▶ **Tarefas**
a: Responda com base no texto sobre o padre Roy Bourgeois:
(i) Quem assina a tradução?
(ii) Entre quais dias ocorreria a assembleia regional anual dos EUA?
(iii) Em que ano Roy foi excomungado?
b: Dê prosseguimento ao texto sobre o padre Roy Bourgeois a partir da última frase apresentada.

▶ **Trecho fornecido**
+ + +

A análise é do padre maryknoll Joe Veneroso, publicada no sítio National Catholic Reporter, 13-06-2011. A tradução é de Moisés Sbardelotto.
Eis o texto.
Fiquei surpreso ao ver o nome do padre Roy Bourgeois na lista dos padres e religiosos maryknoll que participariam da assembleia regional anual dos EUA entre os dias 23 e 27 de maio.
Mais de um mês havia se passado desde que o superior geral dos Padres e Irmãos Maryknoll, Pe. Ed Dougherty, havia emitido o primeiro aviso canônico para que Roy se retratasse da sua posição sobre a ordenação de mulheres ou enfrentaria a dispensa da nossa congregação e a laicização por parte de Roma. Ninguém esperava que Roy, que havia sido condenado a ficar em silêncio sobre essa questão pelos seus ex-superiores, consentisse agora, apesar de ter sido excomungado em 2009 por participar de uma tentativa de ordenação de uma mulher no ano anterior.
Todos os membros da região dos EUA têm o direito de participar da assembleia. Por isso, a presença de Roy significava que ele ainda era um membro da região. O "MM" depois do seu nome significava que ele ainda era um maryknoll, e o título "Padre" significava que ele ainda era um padre católico romano, embora excomungado.

+ + +

▶ **Linhas armazenadas**
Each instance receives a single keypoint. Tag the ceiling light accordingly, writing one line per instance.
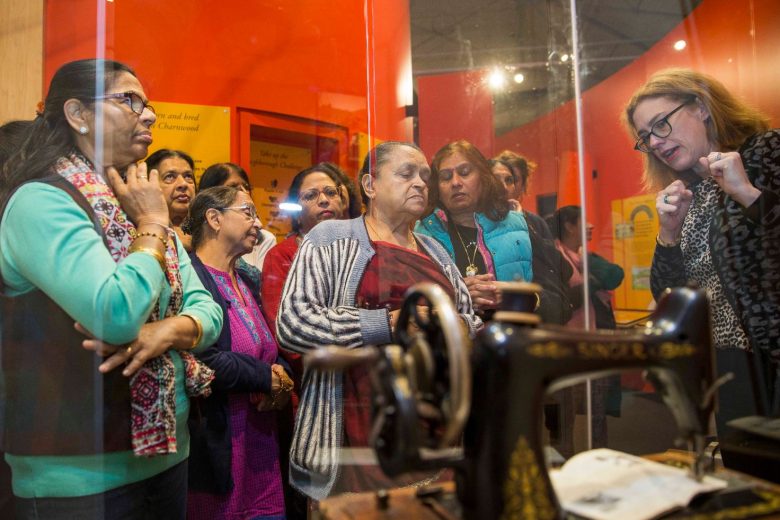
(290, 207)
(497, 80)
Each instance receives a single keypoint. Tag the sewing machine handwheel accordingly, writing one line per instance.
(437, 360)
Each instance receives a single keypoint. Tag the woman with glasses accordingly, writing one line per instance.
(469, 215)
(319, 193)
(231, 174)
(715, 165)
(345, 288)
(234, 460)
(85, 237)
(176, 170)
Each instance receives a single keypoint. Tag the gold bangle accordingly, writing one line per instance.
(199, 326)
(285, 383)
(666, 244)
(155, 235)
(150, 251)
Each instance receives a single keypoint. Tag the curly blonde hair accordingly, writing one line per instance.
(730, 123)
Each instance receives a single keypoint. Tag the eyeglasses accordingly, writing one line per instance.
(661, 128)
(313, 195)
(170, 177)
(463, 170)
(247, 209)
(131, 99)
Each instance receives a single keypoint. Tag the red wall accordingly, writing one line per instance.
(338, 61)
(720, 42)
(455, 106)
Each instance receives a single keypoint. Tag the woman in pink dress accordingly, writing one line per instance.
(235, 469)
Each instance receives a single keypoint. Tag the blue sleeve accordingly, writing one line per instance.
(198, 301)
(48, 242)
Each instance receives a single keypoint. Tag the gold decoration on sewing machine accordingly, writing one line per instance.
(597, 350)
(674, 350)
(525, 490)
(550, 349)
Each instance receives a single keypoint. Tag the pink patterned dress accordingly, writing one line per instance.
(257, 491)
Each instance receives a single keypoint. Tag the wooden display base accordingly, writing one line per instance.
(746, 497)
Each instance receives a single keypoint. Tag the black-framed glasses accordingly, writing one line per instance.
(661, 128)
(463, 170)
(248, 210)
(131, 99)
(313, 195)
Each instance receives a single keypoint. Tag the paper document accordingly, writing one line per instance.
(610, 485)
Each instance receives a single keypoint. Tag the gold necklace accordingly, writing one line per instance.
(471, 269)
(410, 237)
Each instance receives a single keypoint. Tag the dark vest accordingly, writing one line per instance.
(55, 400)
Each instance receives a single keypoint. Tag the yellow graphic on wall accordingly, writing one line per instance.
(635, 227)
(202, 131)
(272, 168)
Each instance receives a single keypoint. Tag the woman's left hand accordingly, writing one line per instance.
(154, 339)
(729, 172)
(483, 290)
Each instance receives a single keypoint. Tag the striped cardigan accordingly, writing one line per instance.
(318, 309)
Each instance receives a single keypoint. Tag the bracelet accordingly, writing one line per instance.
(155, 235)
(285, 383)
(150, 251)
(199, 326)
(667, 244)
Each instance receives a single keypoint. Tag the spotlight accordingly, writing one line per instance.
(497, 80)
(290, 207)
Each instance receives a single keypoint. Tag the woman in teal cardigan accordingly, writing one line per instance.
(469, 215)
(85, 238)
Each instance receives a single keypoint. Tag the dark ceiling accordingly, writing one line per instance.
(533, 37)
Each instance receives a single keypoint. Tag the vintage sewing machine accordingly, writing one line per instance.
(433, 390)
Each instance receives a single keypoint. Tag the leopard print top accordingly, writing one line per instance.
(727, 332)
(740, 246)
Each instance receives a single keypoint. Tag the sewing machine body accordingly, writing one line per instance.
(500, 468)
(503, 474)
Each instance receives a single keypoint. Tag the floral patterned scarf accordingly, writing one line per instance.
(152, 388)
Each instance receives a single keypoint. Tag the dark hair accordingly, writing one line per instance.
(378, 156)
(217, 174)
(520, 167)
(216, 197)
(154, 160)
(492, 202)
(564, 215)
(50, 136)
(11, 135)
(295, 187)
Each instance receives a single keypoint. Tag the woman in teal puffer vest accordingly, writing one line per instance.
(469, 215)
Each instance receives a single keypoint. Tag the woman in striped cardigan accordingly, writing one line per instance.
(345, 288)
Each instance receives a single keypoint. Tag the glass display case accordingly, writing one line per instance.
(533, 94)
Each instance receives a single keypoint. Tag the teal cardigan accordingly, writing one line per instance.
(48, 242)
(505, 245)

+ + +

▶ **Respostas finais**
a:
(i) Moisés Sbardelotto.
(ii) Entre os dias 23 e 27 de maio.
(iii) Em 2009.

b:
Eu fiquei pensando se a situação de Roy obscureceria a assembleia e a distrairia de outras questões cruciais. Tínhamos uma agenda repleta: vocações, engajamento da Igreja dos EUA na missão, a missão de Jesus no século XXI, diminuição e envelhecimento dos membros, atualização do nosso curso por um ambiente seguro Praesidium e as celebrações do centenário da Maryknoll.
Um grupo de maryknolls combinou uma conversa informal com Roy antes da sessão do primeiro dia. Trinta e oito dos 62 membros presentes na assembleia participaram.
Roy deu uma nova versão sobre a sua jornada vocacional. Ele disse que considerava hipócrita denunciar a injustiça em outras instituições e fechar os olhos para o que ele vê como uma injustiça na Igreja.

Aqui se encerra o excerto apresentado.